Problema breve »
Según el texto proporcionado sobre las elecciones chilenas, ¿en qué año llegó a Chile la educación primaria gratuita y obligatoria?

Texto proporcionado »
#####

Recomiendo:
0

Elecciones generales: Todos dan lo mismo

Fuentes: Brecha

La mayoría absoluta de los electores chilenos optó por no acudir a las urnas para elegir al sucesor de Michelle Bachelet. Una sensación de rutina y «más de lo mismo» pesó sobre la ciudadanía, y el abstencionismo superó el nivel de las elecciones de 2013. El recién nacido Frente Amplio, que se propone recuperar los […]

La mayoría absoluta de los electores chilenos optó por no acudir a las urnas para elegir al sucesor de Michelle Bachelet. Una sensación de rutina y «más de lo mismo» pesó sobre la ciudadanía, y el abstencionismo superó el nivel de las elecciones de 2013. El recién nacido Frente Amplio, que se propone recuperar los ideales de la izquierda no revolucionaria, dio la sorpresa y logró movilizar el voto joven y pisarle los talones al oficialismo.

Fue la muerte la que el domingo 19 de noviembre dio a Chile la noticia más cargada de significado: el fallecimiento del ex comandante de la Fuerza Aérea Fernando Matthei, quien en 1988 fue el primero de los integrantes de la dictadura en admitir ante los medios de comunicación que los militares habían perdido el plebiscito con el cual pretendían lograr el respaldo ciudadano para la permanencia de Augusto Pinochet en la presidencia hasta 1997. Esa derrota fue el prólogo de la vuelta a la democracia, que comenzó con las elecciones generales de 1989. Según muchas versiones, Matthei con su anuncio público definió el debate en el seno de la junta de comandantes en jefe, presidida por Pinochet, sobre aceptar o no el rechazo de los chilenos a la continuación del régimen.

En la noche del 5 de octubre de 1988, la alegría corrió de una punta a otra de este largo país; casi tres décadas más tarde, una sensación de rutina y «más de lo mismo» ha pesado como un poncho de plomo sobre la ciudadanía chilena, que dudó mucho si valía la pena acudir a las urnas el domingo pasado para elegir al sucesor de Michelle Bachelet. En otro hecho significativo, y como ha ocurrido desde 1935, cuando sus dueños y señores -fuesen ellos maridos, padres o curas confesores y directores espirituales- les permitieron votar, las mujeres de Chile se alinearon separadas de los hombres en los locales de votación, frente a las «mesas de mujeres». No importa que la presidente saliente haya cumplido su segundo mandato o que ya nadie acepte que el género masculino tenga derechos de dominio; los usos, costumbres y prácticas institucionales de esta sociedad suelen tener un ritmo que no va con el siglo: la educación primaria gratuita y obligatoria sólo llegó en 1925; la ley de divorcio data de 2004; jurídicamente el matrimonio es aún la unión de una mujer y un hombre, y no hace más de dos décadas que en el Código Civil se reconoció la capacidad de las mujeres casadas para administrar sus propios bienes.

#####

Filas »

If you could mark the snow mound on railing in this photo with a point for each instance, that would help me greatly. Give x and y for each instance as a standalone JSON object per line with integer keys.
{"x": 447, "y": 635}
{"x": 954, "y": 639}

#####

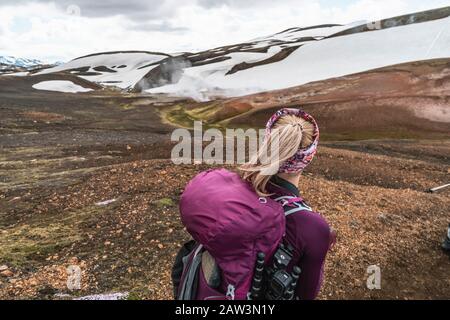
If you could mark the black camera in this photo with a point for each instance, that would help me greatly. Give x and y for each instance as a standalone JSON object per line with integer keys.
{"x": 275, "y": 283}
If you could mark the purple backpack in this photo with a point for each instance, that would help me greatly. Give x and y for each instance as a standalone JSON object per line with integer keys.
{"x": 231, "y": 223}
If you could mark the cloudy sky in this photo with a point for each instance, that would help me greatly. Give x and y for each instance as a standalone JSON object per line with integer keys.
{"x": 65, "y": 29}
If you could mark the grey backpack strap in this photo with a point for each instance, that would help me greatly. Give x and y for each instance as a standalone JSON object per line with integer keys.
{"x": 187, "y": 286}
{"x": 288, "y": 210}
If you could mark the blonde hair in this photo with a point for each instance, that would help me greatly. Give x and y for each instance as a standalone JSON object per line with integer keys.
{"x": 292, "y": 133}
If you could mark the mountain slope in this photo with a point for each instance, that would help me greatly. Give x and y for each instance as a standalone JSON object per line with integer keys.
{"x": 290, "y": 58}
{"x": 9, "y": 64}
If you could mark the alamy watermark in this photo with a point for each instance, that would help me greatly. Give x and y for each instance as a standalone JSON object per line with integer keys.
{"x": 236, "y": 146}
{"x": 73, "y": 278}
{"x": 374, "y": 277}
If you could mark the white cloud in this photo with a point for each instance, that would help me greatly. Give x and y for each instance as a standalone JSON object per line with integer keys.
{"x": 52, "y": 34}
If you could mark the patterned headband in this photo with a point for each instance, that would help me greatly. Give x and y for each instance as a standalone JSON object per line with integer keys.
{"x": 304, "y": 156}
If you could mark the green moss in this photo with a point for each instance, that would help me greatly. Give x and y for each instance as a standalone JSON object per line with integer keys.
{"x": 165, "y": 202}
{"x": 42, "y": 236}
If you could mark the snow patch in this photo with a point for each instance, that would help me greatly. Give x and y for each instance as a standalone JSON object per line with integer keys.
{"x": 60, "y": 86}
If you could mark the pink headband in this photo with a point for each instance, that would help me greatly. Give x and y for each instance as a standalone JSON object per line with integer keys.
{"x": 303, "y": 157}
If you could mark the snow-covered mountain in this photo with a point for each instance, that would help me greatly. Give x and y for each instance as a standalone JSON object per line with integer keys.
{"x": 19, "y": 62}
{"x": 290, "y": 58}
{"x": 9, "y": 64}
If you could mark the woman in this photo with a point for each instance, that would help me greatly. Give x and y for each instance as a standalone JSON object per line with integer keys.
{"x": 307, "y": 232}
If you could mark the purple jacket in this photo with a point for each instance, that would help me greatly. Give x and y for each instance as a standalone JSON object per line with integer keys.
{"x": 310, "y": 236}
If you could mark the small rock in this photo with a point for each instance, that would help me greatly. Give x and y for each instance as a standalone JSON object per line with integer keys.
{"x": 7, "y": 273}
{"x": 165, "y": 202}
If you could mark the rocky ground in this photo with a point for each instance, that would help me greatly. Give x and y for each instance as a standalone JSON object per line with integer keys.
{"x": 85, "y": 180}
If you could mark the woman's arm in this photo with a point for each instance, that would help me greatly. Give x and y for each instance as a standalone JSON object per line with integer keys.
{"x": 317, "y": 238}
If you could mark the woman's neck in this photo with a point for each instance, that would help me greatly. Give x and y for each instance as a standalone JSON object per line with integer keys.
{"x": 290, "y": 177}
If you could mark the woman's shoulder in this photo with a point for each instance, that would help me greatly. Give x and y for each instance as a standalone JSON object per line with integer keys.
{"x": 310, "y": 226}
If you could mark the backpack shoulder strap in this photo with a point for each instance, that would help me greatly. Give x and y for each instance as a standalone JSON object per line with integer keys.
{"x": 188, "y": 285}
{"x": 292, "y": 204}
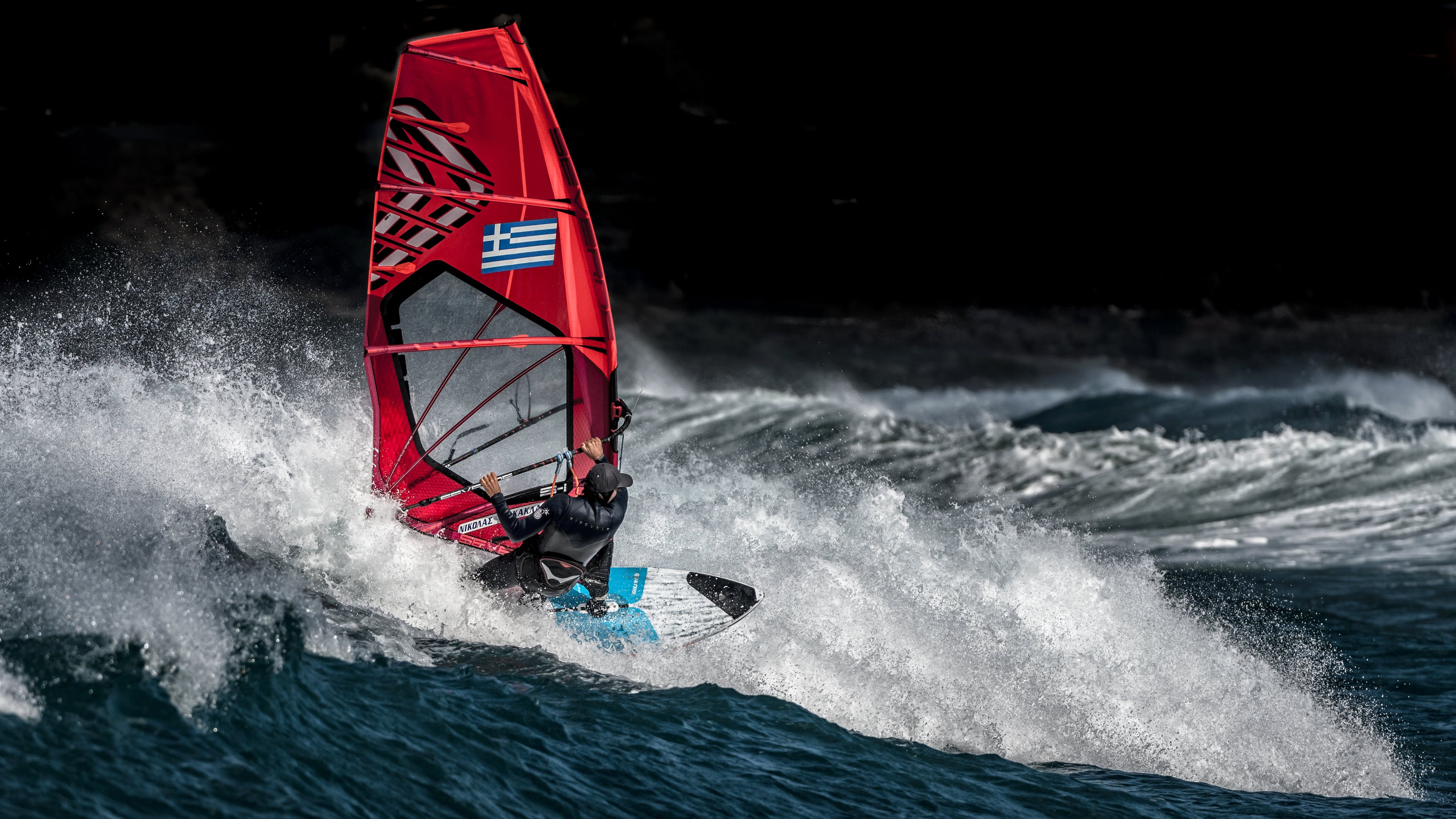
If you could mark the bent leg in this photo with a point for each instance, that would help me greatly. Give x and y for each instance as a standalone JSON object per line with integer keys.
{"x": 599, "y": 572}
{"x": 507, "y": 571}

#####

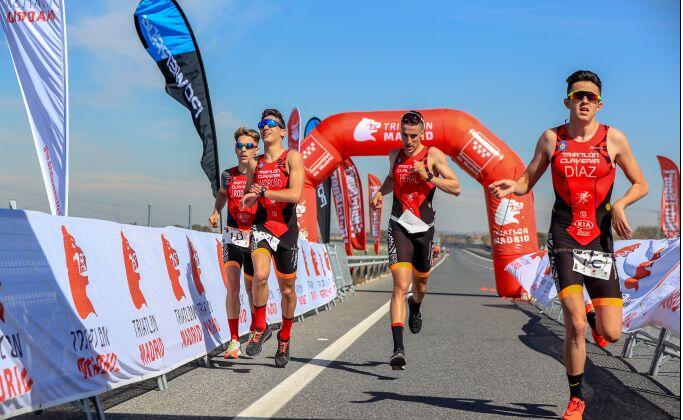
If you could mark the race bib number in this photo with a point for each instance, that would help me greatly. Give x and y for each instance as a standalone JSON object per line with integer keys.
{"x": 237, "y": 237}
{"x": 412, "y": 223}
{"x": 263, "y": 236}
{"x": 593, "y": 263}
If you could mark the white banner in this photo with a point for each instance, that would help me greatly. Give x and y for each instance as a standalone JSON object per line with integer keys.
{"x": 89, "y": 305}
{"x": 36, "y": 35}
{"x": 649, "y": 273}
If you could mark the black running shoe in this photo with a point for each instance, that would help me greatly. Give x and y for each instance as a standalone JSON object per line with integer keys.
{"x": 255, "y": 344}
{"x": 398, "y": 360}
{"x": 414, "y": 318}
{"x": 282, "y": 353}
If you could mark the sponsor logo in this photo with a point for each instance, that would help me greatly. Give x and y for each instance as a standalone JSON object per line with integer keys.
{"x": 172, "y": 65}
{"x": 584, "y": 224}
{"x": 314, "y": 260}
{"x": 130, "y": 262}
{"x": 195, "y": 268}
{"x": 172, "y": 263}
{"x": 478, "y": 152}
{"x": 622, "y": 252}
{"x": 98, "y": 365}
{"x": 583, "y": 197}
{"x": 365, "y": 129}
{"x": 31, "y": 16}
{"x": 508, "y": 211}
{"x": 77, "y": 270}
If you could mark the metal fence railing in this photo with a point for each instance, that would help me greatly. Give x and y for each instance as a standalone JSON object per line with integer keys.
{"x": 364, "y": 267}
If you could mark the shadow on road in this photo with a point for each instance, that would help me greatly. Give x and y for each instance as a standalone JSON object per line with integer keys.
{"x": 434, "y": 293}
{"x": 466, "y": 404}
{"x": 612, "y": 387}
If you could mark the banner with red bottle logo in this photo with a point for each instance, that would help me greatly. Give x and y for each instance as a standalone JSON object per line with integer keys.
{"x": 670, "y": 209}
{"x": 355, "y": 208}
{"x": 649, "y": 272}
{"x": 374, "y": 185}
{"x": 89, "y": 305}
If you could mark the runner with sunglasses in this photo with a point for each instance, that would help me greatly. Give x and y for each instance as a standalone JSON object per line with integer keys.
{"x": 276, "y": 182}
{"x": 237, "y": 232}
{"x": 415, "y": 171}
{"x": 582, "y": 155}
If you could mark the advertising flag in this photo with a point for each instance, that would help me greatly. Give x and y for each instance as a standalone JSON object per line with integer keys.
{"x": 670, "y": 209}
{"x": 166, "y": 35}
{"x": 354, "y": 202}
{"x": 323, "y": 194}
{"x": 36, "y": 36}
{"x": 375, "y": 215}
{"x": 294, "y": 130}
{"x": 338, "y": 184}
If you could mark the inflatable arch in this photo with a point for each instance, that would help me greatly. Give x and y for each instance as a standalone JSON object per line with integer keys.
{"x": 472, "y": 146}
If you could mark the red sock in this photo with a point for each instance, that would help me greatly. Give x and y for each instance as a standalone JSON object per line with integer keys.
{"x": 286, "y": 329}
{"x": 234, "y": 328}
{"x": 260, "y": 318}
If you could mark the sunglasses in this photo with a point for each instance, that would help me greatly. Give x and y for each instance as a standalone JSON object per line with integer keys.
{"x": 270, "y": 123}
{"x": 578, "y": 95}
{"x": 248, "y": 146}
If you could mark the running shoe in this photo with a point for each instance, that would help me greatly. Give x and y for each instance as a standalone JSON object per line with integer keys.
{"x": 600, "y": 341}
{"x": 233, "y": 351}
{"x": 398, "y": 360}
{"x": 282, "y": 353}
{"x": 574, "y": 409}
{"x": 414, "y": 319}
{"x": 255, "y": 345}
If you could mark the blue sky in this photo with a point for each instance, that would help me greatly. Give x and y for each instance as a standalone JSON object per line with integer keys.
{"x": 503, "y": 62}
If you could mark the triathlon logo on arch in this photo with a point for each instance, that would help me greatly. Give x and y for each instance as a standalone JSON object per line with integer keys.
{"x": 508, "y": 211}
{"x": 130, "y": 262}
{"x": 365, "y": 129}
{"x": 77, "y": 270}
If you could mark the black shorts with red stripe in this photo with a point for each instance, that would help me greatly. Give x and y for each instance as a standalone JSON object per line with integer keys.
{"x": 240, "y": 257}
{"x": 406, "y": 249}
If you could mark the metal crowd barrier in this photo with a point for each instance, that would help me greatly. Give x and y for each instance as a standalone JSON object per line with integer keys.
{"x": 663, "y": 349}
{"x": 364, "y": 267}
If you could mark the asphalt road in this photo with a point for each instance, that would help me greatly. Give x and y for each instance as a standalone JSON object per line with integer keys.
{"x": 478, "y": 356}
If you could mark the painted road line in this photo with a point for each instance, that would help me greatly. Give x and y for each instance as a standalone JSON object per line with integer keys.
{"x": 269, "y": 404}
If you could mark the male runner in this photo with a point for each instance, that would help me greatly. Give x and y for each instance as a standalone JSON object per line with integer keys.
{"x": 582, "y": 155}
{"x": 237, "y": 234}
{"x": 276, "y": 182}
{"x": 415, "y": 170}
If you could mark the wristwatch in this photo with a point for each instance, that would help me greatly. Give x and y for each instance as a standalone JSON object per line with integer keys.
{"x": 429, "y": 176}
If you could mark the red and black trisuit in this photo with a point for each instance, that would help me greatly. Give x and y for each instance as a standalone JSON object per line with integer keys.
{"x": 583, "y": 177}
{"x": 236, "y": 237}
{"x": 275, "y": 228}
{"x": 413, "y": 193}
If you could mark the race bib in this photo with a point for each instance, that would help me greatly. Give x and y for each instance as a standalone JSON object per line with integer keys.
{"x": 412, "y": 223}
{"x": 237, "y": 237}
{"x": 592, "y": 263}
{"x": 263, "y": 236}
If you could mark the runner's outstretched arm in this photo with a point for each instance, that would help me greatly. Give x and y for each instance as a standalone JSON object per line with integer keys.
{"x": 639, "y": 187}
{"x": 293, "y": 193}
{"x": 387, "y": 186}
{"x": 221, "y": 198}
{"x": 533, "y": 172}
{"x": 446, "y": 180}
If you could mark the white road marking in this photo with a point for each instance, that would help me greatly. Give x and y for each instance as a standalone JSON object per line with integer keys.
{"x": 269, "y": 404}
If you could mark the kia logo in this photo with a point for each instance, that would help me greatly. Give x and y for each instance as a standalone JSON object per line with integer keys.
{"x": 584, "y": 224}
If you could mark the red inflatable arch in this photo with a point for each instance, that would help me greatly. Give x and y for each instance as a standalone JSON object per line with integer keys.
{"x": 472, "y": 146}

#####

Resultado del ejercicio »
En 1925.